- [Exercise details]: Reproduce verbatim everything in the records below from the line containing "Labeling guideline: look at the image above and mark any hand" down to the end of the records, both ends included. Leave out any pictures.

·····

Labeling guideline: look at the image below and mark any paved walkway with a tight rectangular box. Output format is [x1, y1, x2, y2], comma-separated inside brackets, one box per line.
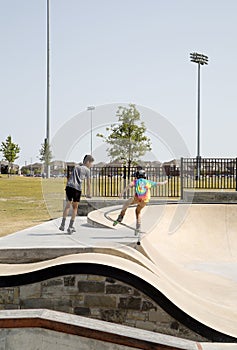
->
[0, 204, 237, 338]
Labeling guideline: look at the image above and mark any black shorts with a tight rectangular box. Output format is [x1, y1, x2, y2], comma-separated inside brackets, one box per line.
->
[66, 186, 81, 202]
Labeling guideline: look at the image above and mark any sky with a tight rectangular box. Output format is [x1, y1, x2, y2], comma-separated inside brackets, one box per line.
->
[0, 0, 237, 165]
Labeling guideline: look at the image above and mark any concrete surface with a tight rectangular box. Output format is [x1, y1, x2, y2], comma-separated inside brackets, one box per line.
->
[0, 204, 237, 349]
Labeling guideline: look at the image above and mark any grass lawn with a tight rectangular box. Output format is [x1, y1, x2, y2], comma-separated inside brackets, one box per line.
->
[0, 175, 50, 236]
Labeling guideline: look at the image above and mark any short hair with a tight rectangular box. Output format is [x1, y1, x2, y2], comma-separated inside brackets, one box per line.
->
[83, 154, 94, 164]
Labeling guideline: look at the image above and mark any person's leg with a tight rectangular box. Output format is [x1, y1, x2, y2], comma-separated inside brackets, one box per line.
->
[120, 197, 134, 217]
[113, 197, 134, 226]
[67, 189, 81, 233]
[68, 202, 79, 232]
[136, 201, 146, 230]
[59, 200, 71, 231]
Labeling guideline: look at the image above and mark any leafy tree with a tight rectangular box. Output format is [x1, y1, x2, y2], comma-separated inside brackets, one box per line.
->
[39, 139, 53, 173]
[97, 104, 151, 168]
[0, 135, 20, 174]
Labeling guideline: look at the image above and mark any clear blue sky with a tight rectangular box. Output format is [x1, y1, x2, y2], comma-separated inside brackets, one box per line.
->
[0, 0, 237, 165]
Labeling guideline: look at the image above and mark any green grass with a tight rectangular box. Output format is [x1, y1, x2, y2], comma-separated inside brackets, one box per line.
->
[0, 175, 234, 236]
[0, 175, 50, 236]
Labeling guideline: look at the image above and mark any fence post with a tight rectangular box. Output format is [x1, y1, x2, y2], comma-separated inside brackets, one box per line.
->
[180, 157, 184, 200]
[123, 165, 127, 199]
[235, 158, 237, 191]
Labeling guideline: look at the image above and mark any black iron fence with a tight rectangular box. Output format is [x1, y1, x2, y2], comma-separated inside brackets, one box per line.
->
[87, 166, 180, 198]
[73, 157, 237, 198]
[180, 157, 237, 190]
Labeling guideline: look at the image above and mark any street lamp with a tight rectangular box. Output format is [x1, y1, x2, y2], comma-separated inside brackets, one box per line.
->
[87, 106, 95, 155]
[190, 52, 208, 179]
[45, 0, 50, 178]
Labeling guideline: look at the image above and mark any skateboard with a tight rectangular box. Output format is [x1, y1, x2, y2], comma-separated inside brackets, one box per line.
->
[105, 215, 145, 245]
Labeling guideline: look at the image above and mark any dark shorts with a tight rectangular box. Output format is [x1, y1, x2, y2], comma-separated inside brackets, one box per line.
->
[66, 186, 81, 202]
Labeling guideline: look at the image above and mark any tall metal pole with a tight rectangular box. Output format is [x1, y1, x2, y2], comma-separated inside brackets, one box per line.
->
[197, 63, 200, 158]
[45, 0, 50, 178]
[87, 106, 95, 155]
[190, 52, 208, 180]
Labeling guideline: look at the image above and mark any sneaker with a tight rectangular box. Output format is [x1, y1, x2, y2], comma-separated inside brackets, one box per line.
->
[67, 227, 76, 235]
[113, 214, 123, 226]
[134, 223, 141, 236]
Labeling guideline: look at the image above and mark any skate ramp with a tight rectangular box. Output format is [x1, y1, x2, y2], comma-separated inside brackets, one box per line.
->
[90, 204, 237, 338]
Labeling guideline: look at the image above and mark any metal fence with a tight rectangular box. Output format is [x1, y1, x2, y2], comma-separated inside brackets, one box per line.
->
[88, 166, 180, 198]
[75, 157, 237, 198]
[180, 157, 237, 191]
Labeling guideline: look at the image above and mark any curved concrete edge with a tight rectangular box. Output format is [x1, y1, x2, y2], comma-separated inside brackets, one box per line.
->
[0, 309, 204, 350]
[0, 253, 236, 342]
[86, 204, 237, 337]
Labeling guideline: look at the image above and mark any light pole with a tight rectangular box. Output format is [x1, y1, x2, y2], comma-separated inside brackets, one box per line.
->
[87, 106, 95, 155]
[190, 52, 208, 179]
[45, 0, 50, 178]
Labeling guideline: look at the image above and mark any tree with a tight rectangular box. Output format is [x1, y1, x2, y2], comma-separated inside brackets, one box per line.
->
[0, 135, 20, 174]
[97, 104, 151, 168]
[39, 139, 53, 173]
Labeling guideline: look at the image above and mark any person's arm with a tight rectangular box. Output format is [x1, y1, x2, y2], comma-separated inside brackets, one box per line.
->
[119, 181, 134, 198]
[156, 180, 168, 186]
[86, 177, 91, 198]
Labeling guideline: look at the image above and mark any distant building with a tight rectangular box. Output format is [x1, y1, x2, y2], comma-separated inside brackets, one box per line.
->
[0, 160, 19, 174]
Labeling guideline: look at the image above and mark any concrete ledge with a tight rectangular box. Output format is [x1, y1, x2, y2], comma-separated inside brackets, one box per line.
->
[183, 190, 237, 204]
[0, 309, 208, 350]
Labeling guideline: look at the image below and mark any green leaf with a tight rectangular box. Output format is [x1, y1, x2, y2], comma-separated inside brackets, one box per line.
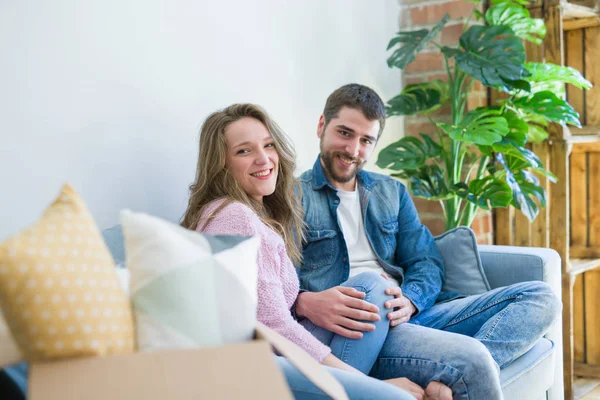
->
[392, 164, 455, 200]
[492, 0, 529, 6]
[514, 91, 581, 127]
[527, 124, 548, 143]
[387, 14, 450, 69]
[377, 134, 442, 171]
[386, 79, 449, 117]
[453, 176, 512, 210]
[456, 25, 529, 89]
[502, 111, 529, 146]
[442, 46, 462, 58]
[485, 2, 546, 44]
[488, 153, 548, 221]
[438, 107, 509, 146]
[492, 138, 542, 168]
[502, 79, 531, 93]
[525, 62, 592, 90]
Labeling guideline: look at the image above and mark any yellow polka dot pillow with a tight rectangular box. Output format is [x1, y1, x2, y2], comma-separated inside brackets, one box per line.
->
[0, 185, 134, 361]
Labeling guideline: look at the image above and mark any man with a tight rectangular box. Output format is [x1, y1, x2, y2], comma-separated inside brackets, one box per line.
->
[294, 84, 561, 399]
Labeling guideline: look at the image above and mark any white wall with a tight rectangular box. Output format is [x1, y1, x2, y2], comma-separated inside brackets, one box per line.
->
[0, 0, 401, 240]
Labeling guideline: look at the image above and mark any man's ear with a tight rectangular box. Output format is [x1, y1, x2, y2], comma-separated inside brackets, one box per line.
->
[317, 114, 325, 138]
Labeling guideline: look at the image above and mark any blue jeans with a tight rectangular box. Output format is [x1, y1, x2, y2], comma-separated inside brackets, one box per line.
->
[275, 357, 414, 400]
[370, 281, 561, 400]
[300, 272, 394, 374]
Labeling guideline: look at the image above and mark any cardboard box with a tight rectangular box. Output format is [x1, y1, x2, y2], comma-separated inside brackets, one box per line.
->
[28, 323, 348, 400]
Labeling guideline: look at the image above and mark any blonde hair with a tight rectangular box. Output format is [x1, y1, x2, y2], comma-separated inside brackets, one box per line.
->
[181, 104, 304, 265]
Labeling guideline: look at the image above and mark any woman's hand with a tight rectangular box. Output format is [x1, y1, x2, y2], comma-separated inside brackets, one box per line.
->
[425, 381, 452, 400]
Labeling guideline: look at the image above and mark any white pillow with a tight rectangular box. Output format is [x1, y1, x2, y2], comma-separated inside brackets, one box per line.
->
[121, 210, 259, 351]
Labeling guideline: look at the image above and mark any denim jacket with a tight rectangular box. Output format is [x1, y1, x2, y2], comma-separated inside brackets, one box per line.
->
[298, 157, 457, 313]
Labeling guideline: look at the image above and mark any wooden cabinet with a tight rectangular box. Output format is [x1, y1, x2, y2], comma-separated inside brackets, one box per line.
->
[494, 0, 600, 399]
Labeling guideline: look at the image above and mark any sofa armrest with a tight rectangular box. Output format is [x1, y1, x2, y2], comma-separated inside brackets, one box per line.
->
[478, 245, 564, 400]
[479, 245, 561, 296]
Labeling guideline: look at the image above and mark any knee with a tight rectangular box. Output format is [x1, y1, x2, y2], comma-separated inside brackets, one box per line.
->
[523, 281, 562, 327]
[457, 337, 500, 381]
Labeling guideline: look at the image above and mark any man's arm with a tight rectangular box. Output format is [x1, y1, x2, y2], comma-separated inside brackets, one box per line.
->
[295, 286, 380, 339]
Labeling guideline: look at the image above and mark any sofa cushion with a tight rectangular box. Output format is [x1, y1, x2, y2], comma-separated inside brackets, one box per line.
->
[435, 226, 490, 295]
[121, 211, 259, 351]
[500, 338, 556, 399]
[0, 185, 134, 361]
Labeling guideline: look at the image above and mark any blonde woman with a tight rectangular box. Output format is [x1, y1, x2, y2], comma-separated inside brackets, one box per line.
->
[182, 104, 445, 399]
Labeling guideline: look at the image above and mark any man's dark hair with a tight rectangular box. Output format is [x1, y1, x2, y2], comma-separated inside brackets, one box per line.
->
[323, 83, 385, 136]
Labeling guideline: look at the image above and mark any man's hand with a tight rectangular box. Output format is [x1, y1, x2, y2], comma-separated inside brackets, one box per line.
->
[384, 378, 427, 400]
[296, 286, 380, 339]
[384, 378, 452, 400]
[381, 274, 417, 326]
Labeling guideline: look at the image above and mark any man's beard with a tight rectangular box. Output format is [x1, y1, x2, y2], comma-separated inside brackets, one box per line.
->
[321, 149, 365, 183]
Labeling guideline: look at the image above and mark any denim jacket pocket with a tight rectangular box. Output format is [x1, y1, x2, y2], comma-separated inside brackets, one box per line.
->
[379, 220, 398, 260]
[302, 229, 337, 269]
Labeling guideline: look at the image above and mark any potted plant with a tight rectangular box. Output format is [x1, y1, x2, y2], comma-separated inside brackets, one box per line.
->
[377, 0, 591, 229]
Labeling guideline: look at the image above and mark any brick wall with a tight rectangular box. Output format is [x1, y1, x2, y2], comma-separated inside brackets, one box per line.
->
[399, 0, 493, 244]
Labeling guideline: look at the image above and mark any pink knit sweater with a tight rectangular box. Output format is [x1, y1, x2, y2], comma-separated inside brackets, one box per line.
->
[197, 200, 331, 362]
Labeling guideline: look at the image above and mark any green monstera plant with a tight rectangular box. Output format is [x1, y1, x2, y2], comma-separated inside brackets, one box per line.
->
[377, 0, 591, 229]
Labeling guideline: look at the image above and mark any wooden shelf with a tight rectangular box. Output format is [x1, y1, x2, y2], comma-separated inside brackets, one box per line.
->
[569, 258, 600, 276]
[563, 15, 600, 31]
[560, 1, 598, 20]
[568, 125, 600, 136]
[575, 363, 600, 378]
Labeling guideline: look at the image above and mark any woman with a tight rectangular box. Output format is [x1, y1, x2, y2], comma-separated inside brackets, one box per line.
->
[182, 104, 449, 398]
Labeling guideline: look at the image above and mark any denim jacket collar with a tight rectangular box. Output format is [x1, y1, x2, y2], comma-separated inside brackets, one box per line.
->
[312, 154, 376, 191]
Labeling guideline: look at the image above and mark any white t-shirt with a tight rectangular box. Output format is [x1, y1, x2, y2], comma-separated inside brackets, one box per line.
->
[337, 190, 398, 285]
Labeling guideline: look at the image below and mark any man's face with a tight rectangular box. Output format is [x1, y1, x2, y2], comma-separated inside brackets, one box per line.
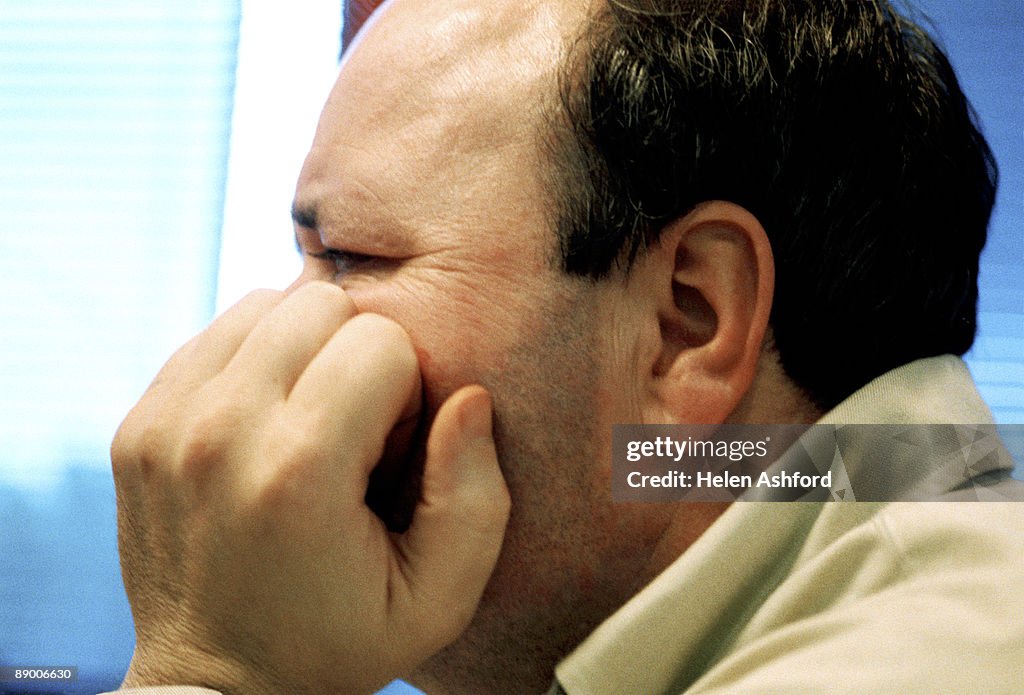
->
[296, 0, 679, 676]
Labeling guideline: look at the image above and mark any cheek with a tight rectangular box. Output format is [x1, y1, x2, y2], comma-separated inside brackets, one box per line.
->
[349, 285, 509, 409]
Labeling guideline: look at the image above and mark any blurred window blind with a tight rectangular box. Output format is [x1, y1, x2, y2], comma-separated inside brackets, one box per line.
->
[0, 0, 239, 487]
[0, 0, 239, 693]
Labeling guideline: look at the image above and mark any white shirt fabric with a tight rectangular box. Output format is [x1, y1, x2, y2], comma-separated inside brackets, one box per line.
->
[103, 356, 1024, 695]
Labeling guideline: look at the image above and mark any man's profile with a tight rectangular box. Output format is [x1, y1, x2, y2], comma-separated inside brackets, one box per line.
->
[105, 0, 1024, 695]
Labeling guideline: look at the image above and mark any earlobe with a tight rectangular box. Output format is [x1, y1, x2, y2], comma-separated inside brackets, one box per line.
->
[647, 201, 775, 423]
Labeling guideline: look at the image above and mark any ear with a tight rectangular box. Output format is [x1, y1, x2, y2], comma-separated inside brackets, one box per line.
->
[638, 201, 775, 424]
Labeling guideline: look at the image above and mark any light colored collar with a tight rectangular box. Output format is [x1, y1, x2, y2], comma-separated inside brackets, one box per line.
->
[552, 355, 1015, 695]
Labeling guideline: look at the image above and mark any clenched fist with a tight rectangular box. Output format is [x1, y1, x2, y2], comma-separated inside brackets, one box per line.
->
[112, 283, 509, 693]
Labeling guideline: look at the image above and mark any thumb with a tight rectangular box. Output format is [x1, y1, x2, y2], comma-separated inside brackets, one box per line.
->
[398, 386, 511, 643]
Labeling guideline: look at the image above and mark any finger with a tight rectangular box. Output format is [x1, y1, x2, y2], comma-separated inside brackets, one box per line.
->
[225, 281, 356, 396]
[154, 290, 284, 393]
[397, 386, 511, 643]
[288, 313, 421, 479]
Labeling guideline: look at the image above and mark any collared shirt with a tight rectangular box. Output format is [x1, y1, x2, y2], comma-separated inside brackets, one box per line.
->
[105, 356, 1024, 695]
[551, 356, 1024, 695]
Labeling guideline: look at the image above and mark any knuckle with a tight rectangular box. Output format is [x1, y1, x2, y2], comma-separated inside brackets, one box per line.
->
[297, 280, 355, 313]
[176, 397, 246, 480]
[349, 313, 419, 373]
[111, 400, 168, 479]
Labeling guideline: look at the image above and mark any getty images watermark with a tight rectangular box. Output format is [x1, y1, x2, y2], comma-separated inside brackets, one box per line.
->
[612, 425, 1024, 502]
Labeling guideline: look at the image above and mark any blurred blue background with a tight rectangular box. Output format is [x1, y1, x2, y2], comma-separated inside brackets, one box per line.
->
[0, 0, 1024, 693]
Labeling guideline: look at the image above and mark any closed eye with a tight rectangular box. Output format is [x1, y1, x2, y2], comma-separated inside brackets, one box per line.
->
[309, 249, 378, 275]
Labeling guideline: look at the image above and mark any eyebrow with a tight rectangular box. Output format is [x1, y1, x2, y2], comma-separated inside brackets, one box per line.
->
[292, 203, 319, 230]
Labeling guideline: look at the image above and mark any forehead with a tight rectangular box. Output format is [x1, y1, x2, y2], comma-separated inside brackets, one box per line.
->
[297, 0, 582, 244]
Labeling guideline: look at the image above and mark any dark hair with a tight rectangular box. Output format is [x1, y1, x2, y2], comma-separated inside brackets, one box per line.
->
[554, 0, 996, 407]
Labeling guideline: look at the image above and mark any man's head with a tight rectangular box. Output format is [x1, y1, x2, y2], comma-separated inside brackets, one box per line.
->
[554, 0, 995, 408]
[296, 0, 990, 692]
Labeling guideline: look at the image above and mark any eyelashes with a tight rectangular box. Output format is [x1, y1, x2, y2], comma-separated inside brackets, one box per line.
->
[309, 249, 378, 275]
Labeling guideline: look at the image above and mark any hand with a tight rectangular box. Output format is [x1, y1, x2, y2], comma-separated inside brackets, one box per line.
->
[112, 283, 509, 693]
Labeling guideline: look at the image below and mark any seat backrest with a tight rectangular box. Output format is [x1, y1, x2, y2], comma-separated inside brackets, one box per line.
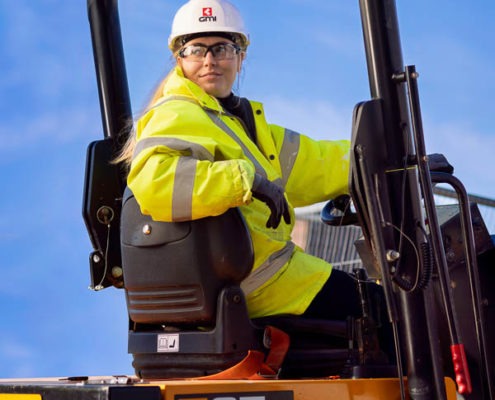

·····

- [The response]:
Labeling guideline: look at the image above and mark any hand with a tight rectangular box. Output format is [x1, y1, x2, y2], comma-separated inside brackets, one box per line.
->
[112, 283, 509, 693]
Labeling guideline: look at the image below and mark any seat backrest with a tight rectangular box. Output format is [x1, y1, x2, y2], comma-separated inside brackets, one box per line.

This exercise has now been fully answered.